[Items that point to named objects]
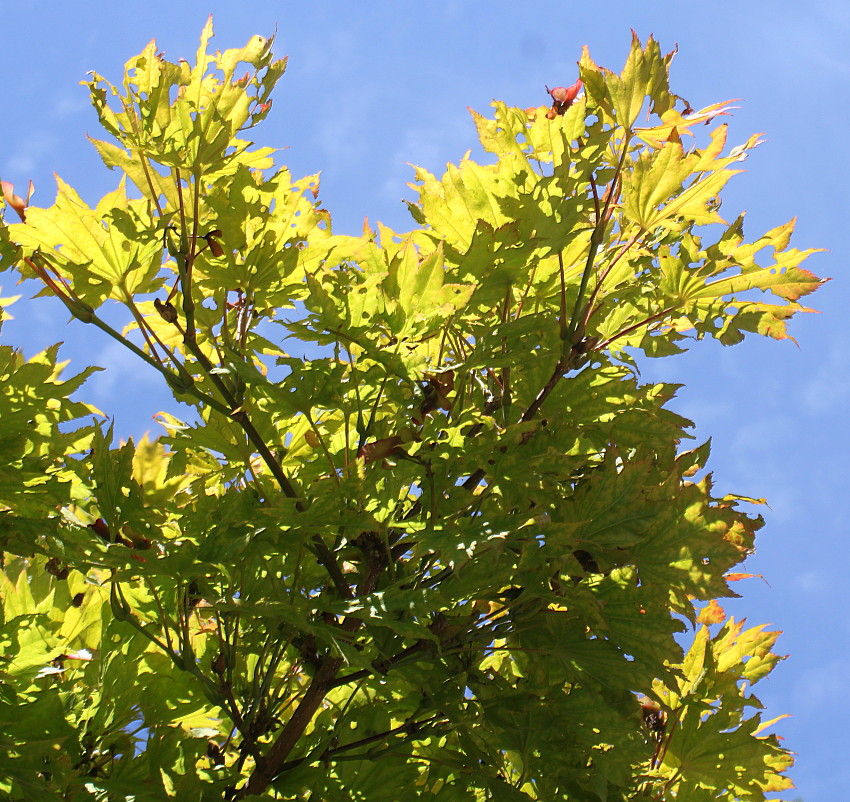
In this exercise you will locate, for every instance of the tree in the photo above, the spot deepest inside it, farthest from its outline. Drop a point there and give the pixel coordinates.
(459, 552)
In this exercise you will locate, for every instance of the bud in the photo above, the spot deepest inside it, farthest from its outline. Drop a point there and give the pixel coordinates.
(563, 96)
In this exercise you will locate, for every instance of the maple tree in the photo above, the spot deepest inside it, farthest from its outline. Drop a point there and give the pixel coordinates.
(455, 552)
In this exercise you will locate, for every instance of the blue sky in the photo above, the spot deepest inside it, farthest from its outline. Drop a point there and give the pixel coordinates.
(373, 86)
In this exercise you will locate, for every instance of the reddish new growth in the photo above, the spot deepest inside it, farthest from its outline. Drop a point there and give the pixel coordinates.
(562, 98)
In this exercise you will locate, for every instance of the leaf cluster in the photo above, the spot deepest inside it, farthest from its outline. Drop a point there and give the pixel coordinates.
(445, 554)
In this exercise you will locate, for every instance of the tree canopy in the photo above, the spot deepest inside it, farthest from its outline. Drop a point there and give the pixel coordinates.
(457, 550)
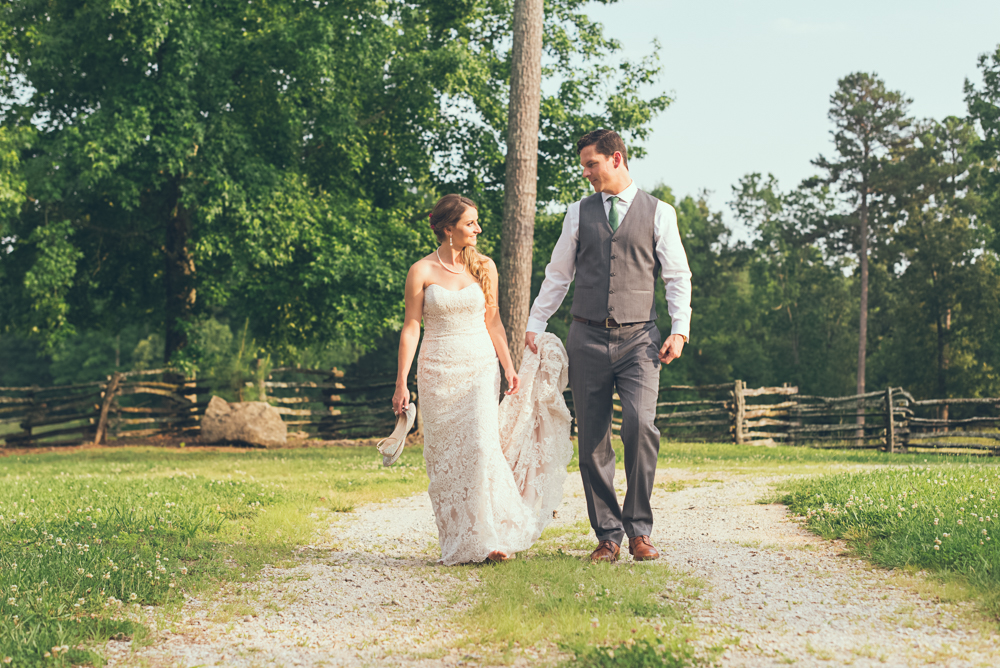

- _What the task asks_: Rewrite the lines of every item above with "pixel coordinates" changed to "x and y positions in pixels" and nothing else altered. Omit the pictures from your answer.

- _Written reply_:
In this exercise you will locate, for every instance of the tree in the photo above, the spot deepest inside it, farthest from its outline. Drop a point there and give the x and y positions in pixels.
(459, 552)
In this exercise you will locate, for every instance of the bud in the photo above, the spot deepest inside it, farthest from its outline. Drop a point there and give the x and y positions in pixels.
(563, 96)
In this exercise you will locate, for every instance of the maple tree in the photo above, the spot deepest inside it, farthest from its outline. Drop a point there and give the x and y positions in pixels.
(455, 552)
In this exercise you will locate, for every instance of the blue sky in the photo above, the spot deepest inside it, farthest from its outline. Drop a point there and give the x and y positions in pixels.
(373, 86)
In this exercise you will locate, for every instance of the reddish new growth in the photo above, the spot deepest inside it, farthest from its outline. Drop a point there and give the x and y positions in pixels.
(562, 98)
In this exercise you will locate, for every instance of the leaf cluster in the photo above, the spot deepest inside it, farthest from its outline. Drop a point there and give the x and y positions in pixels.
(445, 554)
In this exercise you will locate, for every instance of the tree canopy in the photo above, the spot deepest inside it, farthest from its outline. Drop a point there and give the x and y positions in pixels.
(457, 550)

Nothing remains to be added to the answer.